Prompt |
Leave every image behind and restate the data word for word.

[Saved entries]
· · · ·

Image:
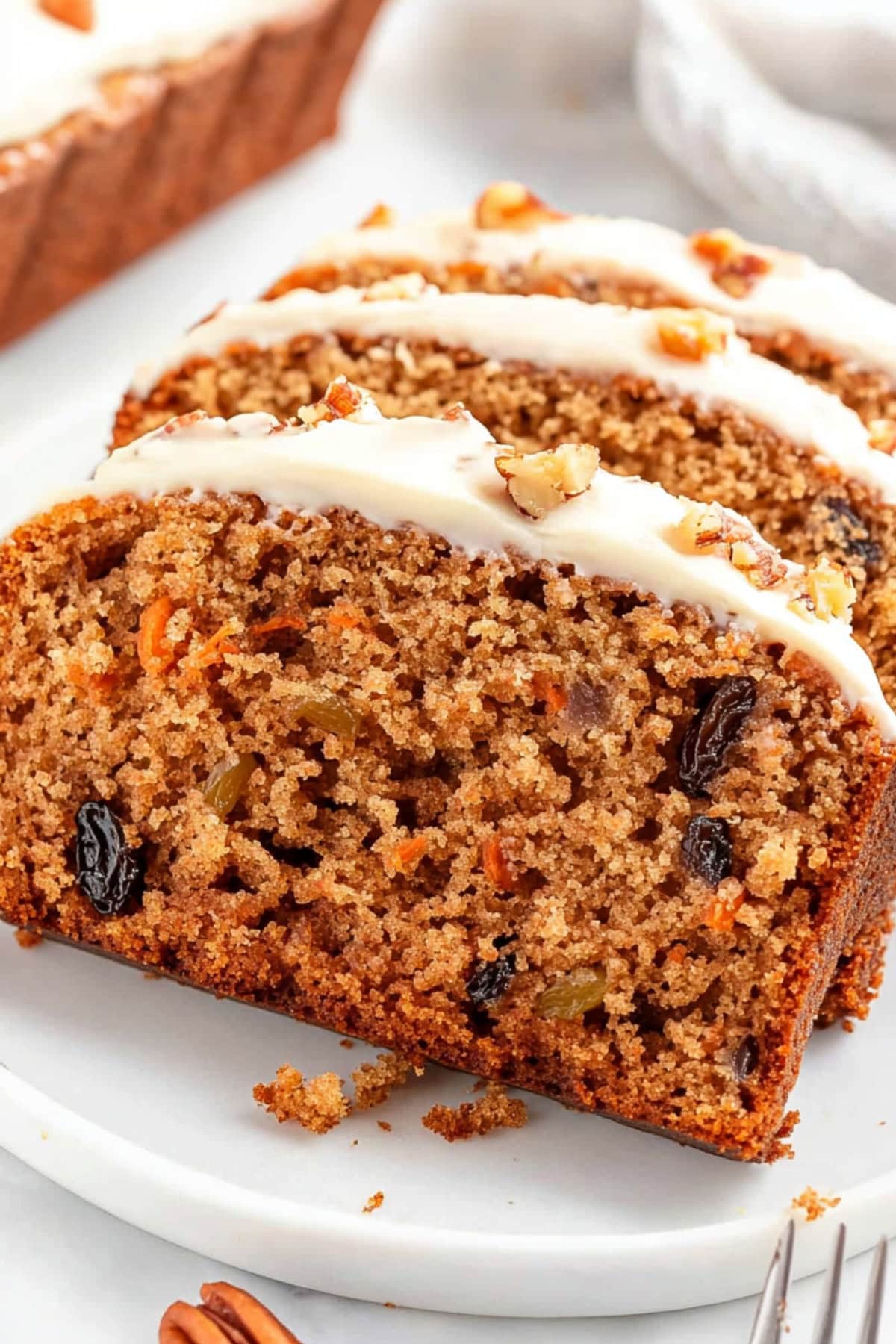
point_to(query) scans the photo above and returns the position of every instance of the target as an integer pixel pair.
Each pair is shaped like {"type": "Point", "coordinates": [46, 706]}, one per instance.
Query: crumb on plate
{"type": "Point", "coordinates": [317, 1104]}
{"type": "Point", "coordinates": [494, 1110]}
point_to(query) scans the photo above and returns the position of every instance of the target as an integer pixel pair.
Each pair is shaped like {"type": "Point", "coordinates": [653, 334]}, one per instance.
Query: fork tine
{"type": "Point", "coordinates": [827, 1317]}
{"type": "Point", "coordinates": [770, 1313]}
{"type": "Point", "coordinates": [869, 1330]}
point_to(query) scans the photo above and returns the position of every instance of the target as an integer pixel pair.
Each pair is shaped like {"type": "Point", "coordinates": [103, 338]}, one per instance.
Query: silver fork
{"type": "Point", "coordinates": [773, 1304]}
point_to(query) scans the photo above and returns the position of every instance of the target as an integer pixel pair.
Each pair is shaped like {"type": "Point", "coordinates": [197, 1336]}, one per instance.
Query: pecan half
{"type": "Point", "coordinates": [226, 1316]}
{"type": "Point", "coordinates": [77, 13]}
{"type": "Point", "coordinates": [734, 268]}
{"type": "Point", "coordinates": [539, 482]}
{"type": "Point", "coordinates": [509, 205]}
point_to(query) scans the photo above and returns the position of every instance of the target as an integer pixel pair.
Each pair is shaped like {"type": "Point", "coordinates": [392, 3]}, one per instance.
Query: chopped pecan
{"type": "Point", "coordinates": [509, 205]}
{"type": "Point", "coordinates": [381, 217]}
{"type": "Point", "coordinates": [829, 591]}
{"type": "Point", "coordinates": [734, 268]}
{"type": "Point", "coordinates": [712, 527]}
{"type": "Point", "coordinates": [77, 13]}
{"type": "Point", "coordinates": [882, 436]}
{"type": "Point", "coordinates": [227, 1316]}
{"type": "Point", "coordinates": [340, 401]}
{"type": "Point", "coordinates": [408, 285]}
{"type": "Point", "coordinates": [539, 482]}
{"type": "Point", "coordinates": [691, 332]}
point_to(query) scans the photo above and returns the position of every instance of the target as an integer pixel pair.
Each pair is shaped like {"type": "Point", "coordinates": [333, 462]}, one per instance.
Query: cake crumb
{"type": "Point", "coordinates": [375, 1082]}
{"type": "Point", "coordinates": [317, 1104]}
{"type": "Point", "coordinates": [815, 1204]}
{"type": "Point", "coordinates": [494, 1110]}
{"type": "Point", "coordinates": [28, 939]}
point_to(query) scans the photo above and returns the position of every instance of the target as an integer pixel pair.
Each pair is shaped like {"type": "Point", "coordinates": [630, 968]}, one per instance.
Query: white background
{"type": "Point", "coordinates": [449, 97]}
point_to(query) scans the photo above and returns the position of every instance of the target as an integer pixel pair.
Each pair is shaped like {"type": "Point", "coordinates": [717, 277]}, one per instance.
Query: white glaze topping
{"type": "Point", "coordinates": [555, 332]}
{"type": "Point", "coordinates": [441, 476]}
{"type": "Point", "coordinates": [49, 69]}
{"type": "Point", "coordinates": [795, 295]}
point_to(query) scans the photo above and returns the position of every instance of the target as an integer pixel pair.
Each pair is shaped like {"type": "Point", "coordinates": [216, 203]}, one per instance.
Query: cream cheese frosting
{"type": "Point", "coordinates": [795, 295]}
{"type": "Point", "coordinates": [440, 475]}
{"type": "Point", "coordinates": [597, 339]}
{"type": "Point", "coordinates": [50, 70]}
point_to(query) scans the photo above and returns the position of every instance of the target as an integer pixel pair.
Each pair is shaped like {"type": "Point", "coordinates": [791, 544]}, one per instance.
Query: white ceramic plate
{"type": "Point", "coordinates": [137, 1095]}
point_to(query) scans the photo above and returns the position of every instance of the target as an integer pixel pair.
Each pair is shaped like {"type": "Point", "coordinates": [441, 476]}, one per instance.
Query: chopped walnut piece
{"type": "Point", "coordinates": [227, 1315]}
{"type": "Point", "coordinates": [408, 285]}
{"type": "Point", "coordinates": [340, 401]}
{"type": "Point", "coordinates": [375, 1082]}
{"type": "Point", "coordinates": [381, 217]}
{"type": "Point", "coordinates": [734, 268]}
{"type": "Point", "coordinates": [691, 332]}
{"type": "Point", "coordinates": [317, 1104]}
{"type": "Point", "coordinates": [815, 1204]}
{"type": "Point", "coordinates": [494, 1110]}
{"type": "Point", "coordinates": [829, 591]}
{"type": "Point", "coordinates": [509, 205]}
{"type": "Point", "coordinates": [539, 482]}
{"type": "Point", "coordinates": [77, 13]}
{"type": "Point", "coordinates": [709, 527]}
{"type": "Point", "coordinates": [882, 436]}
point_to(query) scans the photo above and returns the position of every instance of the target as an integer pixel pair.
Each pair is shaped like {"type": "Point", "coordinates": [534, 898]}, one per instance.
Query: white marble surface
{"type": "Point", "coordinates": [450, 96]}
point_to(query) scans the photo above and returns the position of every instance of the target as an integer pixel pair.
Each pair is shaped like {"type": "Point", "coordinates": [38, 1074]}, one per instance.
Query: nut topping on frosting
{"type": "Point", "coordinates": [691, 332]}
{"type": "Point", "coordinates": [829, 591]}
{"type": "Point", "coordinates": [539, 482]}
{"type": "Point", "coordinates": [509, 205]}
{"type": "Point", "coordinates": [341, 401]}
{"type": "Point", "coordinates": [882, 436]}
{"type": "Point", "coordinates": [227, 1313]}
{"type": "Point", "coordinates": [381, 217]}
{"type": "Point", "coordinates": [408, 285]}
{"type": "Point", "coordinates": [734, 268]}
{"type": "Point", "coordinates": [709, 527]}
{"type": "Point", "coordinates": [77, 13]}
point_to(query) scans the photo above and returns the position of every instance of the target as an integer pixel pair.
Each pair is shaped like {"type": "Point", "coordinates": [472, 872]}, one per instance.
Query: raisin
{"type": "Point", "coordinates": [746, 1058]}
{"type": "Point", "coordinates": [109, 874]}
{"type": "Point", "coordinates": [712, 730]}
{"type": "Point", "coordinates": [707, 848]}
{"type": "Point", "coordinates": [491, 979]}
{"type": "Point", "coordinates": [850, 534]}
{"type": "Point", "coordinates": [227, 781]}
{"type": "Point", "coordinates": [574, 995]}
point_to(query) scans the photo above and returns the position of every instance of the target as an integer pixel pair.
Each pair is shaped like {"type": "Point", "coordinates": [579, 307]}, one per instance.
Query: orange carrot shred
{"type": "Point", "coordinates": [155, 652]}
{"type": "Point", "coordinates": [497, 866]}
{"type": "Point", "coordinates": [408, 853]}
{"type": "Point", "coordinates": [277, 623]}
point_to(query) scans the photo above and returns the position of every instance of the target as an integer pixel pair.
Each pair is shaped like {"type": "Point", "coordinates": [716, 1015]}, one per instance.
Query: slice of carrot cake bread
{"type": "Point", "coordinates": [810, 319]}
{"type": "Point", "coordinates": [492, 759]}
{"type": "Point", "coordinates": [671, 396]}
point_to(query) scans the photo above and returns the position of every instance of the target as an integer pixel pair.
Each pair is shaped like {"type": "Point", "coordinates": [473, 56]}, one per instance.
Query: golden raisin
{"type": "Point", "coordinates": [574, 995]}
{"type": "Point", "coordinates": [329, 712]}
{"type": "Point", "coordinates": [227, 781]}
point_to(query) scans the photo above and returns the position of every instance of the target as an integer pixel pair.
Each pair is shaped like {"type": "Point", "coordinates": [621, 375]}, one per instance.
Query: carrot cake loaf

· · · ·

Task answer |
Image:
point_to(query) scans the photo above and returns the position of every instance of the target as an integer pixel pair.
Each pair is shaped like {"type": "Point", "coordinates": [46, 706]}, one per instance.
Query: crumb on plate
{"type": "Point", "coordinates": [317, 1104]}
{"type": "Point", "coordinates": [494, 1110]}
point_to(query) scans the photo above and returns the position of every instance of the target as an integer pixel pair.
Each pair is shaped like {"type": "Point", "coordinates": [653, 334]}, one per instance.
Query: fork tine
{"type": "Point", "coordinates": [827, 1317]}
{"type": "Point", "coordinates": [770, 1313]}
{"type": "Point", "coordinates": [869, 1330]}
point_to(query) scans the photo above and returns the position of every instance of the target as an integer pixel pair.
Each pair is shaped like {"type": "Point", "coordinates": [103, 338]}, one per instance.
Query: silver fork
{"type": "Point", "coordinates": [773, 1304]}
point_to(query) scans the photo above and returns the position of every instance of the target as an integer pixel pair.
Each pair is shaped like {"type": "Point", "coordinates": [197, 1336]}, one per instance.
Query: pecan half
{"type": "Point", "coordinates": [226, 1316]}
{"type": "Point", "coordinates": [77, 13]}
{"type": "Point", "coordinates": [734, 268]}
{"type": "Point", "coordinates": [539, 482]}
{"type": "Point", "coordinates": [509, 205]}
point_to(query) scans the photo above and returns the position of every instance of the target as an integer pixel pair.
Each pair is shaped like {"type": "Point", "coordinates": [392, 3]}, one per instance.
Query: chopped pecan
{"type": "Point", "coordinates": [509, 205]}
{"type": "Point", "coordinates": [381, 217]}
{"type": "Point", "coordinates": [829, 591]}
{"type": "Point", "coordinates": [734, 268]}
{"type": "Point", "coordinates": [712, 527]}
{"type": "Point", "coordinates": [77, 13]}
{"type": "Point", "coordinates": [882, 436]}
{"type": "Point", "coordinates": [227, 1316]}
{"type": "Point", "coordinates": [340, 401]}
{"type": "Point", "coordinates": [408, 285]}
{"type": "Point", "coordinates": [539, 482]}
{"type": "Point", "coordinates": [691, 332]}
point_to(query) scans the photo above and returns the position of every instance of the target as an integer pixel pair.
Each pair is shaped like {"type": "Point", "coordinates": [333, 462]}, one per instance.
Query: cake crumb
{"type": "Point", "coordinates": [375, 1082]}
{"type": "Point", "coordinates": [317, 1104]}
{"type": "Point", "coordinates": [815, 1204]}
{"type": "Point", "coordinates": [494, 1110]}
{"type": "Point", "coordinates": [28, 939]}
point_to(query) scans the photo above and returns the position of every instance of the target as an integer pixel pair.
Each pair is shaped like {"type": "Point", "coordinates": [630, 968]}, one per instance.
Query: white background
{"type": "Point", "coordinates": [449, 97]}
point_to(query) scans the photo above and returns the position of every instance of the target as an integer pixel pair.
Each pair is shaped like {"type": "Point", "coordinates": [717, 277]}, one per instance.
Query: white glaze topping
{"type": "Point", "coordinates": [555, 332]}
{"type": "Point", "coordinates": [441, 476]}
{"type": "Point", "coordinates": [49, 69]}
{"type": "Point", "coordinates": [795, 295]}
point_to(query) scans the photo above and returns the position of every instance of the target as an integer pixel pair.
Each pair is shaped like {"type": "Point", "coordinates": [216, 203]}, one per instance.
Query: cream cheese frosting
{"type": "Point", "coordinates": [795, 295]}
{"type": "Point", "coordinates": [440, 475]}
{"type": "Point", "coordinates": [597, 339]}
{"type": "Point", "coordinates": [50, 70]}
point_to(query) scans the photo above and returns the position of every instance of the target as an integer pixel pair.
Each pair is shaped like {"type": "Point", "coordinates": [791, 544]}, one per instance.
Query: white ceramic plate
{"type": "Point", "coordinates": [137, 1095]}
point_to(query) scans the photo above and returns the position of every instance of the target as an integer pixel pair.
Each pair is shaped like {"type": "Point", "coordinates": [441, 476]}, one per instance.
Query: chopped walnut piece
{"type": "Point", "coordinates": [227, 1315]}
{"type": "Point", "coordinates": [408, 285]}
{"type": "Point", "coordinates": [340, 401]}
{"type": "Point", "coordinates": [375, 1082]}
{"type": "Point", "coordinates": [381, 217]}
{"type": "Point", "coordinates": [734, 268]}
{"type": "Point", "coordinates": [691, 332]}
{"type": "Point", "coordinates": [317, 1104]}
{"type": "Point", "coordinates": [815, 1204]}
{"type": "Point", "coordinates": [494, 1110]}
{"type": "Point", "coordinates": [829, 591]}
{"type": "Point", "coordinates": [509, 205]}
{"type": "Point", "coordinates": [539, 482]}
{"type": "Point", "coordinates": [77, 13]}
{"type": "Point", "coordinates": [709, 527]}
{"type": "Point", "coordinates": [882, 436]}
point_to(query) scans the photo above and returns the position of every instance of the target as an integer pixel pair.
Each pair is shaped like {"type": "Point", "coordinates": [534, 898]}, one per instance.
Query: white marble surface
{"type": "Point", "coordinates": [450, 96]}
point_to(query) scans the photo above and returns the position of every instance of the target as an integer pixel pair.
Each pair is shaped like {"type": "Point", "coordinates": [38, 1074]}, one per instance.
Query: nut topping on frosting
{"type": "Point", "coordinates": [691, 332]}
{"type": "Point", "coordinates": [829, 591]}
{"type": "Point", "coordinates": [539, 482]}
{"type": "Point", "coordinates": [509, 205]}
{"type": "Point", "coordinates": [341, 401]}
{"type": "Point", "coordinates": [882, 436]}
{"type": "Point", "coordinates": [227, 1313]}
{"type": "Point", "coordinates": [381, 217]}
{"type": "Point", "coordinates": [408, 285]}
{"type": "Point", "coordinates": [734, 268]}
{"type": "Point", "coordinates": [709, 527]}
{"type": "Point", "coordinates": [77, 13]}
point_to(query) scans the photo above and returns the position of every instance of the target as an integer pixel pair.
Each pair is shaped like {"type": "Point", "coordinates": [472, 872]}, one per instance.
Query: raisin
{"type": "Point", "coordinates": [746, 1058]}
{"type": "Point", "coordinates": [109, 874]}
{"type": "Point", "coordinates": [712, 730]}
{"type": "Point", "coordinates": [707, 848]}
{"type": "Point", "coordinates": [491, 979]}
{"type": "Point", "coordinates": [850, 534]}
{"type": "Point", "coordinates": [227, 781]}
{"type": "Point", "coordinates": [574, 995]}
point_to(query) scans the photo above and returns the position of every instance of the target as an integer pixel pair.
Each pair is shaped like {"type": "Point", "coordinates": [579, 307]}, one per instance.
Query: orange carrot shred
{"type": "Point", "coordinates": [155, 652]}
{"type": "Point", "coordinates": [497, 866]}
{"type": "Point", "coordinates": [408, 853]}
{"type": "Point", "coordinates": [277, 623]}
point_to(query) scans the photo above and returns the position of every instance of the target as an integer pixel pair.
Each pair is shaped like {"type": "Point", "coordinates": [716, 1015]}, one per instance.
Query: slice of carrot cake bread
{"type": "Point", "coordinates": [810, 319]}
{"type": "Point", "coordinates": [492, 759]}
{"type": "Point", "coordinates": [671, 396]}
point_to(query) scans the photo above and returns the position of every instance of the target as an integer pixel pair.
Each pair is shaped like {"type": "Point", "coordinates": [473, 56]}, one per instance.
Query: golden raisin
{"type": "Point", "coordinates": [574, 995]}
{"type": "Point", "coordinates": [329, 712]}
{"type": "Point", "coordinates": [227, 781]}
point_to(query) scans the photo above and returns the position of every instance of the target as an integer pixel pair.
Each pair is shaped like {"type": "Point", "coordinates": [621, 375]}, one per instance.
Query: carrot cake loaf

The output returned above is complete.